-- start of RAW DATA --

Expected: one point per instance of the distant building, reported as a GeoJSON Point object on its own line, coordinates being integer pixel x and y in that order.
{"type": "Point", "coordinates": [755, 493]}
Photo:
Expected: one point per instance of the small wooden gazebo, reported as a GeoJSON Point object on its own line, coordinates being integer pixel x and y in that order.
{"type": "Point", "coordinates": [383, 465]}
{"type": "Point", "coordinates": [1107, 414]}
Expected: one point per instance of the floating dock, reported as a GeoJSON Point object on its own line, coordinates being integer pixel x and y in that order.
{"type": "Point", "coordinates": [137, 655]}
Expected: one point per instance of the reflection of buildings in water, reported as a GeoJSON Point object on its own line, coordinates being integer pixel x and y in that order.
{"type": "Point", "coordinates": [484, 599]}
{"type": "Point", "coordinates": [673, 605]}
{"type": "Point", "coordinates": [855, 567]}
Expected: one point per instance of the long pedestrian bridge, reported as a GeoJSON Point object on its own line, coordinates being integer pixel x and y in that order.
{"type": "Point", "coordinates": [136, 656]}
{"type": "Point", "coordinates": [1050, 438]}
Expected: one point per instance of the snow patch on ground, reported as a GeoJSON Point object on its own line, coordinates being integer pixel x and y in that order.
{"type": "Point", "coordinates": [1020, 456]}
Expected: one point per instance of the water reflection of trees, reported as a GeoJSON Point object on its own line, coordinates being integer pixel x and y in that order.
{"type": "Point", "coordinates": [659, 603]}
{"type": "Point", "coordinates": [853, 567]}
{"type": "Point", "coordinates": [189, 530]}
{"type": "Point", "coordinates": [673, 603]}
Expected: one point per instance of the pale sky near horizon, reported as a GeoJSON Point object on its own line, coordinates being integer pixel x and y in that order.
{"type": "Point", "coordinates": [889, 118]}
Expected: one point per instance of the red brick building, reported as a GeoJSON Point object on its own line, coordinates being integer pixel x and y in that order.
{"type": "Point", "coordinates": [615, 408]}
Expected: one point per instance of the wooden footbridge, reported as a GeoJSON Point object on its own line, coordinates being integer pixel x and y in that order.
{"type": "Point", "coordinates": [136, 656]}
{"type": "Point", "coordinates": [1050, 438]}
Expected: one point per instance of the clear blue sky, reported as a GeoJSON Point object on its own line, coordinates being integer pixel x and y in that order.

-- end of RAW DATA --

Copy word for word every line from the one containing "Expected: one point per instance of the long" through the last of the rows above.

Expected: one point per instance of the long pedestrian bridge, reported as a GeoJSON Point object on its own line, coordinates being integer pixel x and y in that order.
{"type": "Point", "coordinates": [136, 656]}
{"type": "Point", "coordinates": [1050, 438]}
Expected: one point per instance of the snow patch on ground, reported as a GeoJSON Point object on its own line, coordinates being integer pixel x and y in that order.
{"type": "Point", "coordinates": [1020, 456]}
Expected: one point per instance of the water reflection of trees, reported as a GeoJSON Point object on its own line, coordinates being integer pixel x and y in that order.
{"type": "Point", "coordinates": [659, 603]}
{"type": "Point", "coordinates": [853, 567]}
{"type": "Point", "coordinates": [189, 530]}
{"type": "Point", "coordinates": [673, 603]}
Expected: one point per instance of the pale sky near horizon, reported as a GeoJSON Point object on its own line, coordinates being integer pixel x and y in that order.
{"type": "Point", "coordinates": [889, 118]}
Expected: one point per instance of the red brick building, reported as a GeoJSON Point object on its own line, coordinates being integer pixel x and y in that order.
{"type": "Point", "coordinates": [615, 408]}
Expected: one point per instance of the wooden footbridge, reported as a GeoJSON Point object on its own line, coordinates being integer pixel x and y in that order.
{"type": "Point", "coordinates": [136, 656]}
{"type": "Point", "coordinates": [1050, 438]}
Expected: one point per instance of the clear blue sky, reported as a GeoJSON Point object on its own line, coordinates being integer pixel x and y in that order.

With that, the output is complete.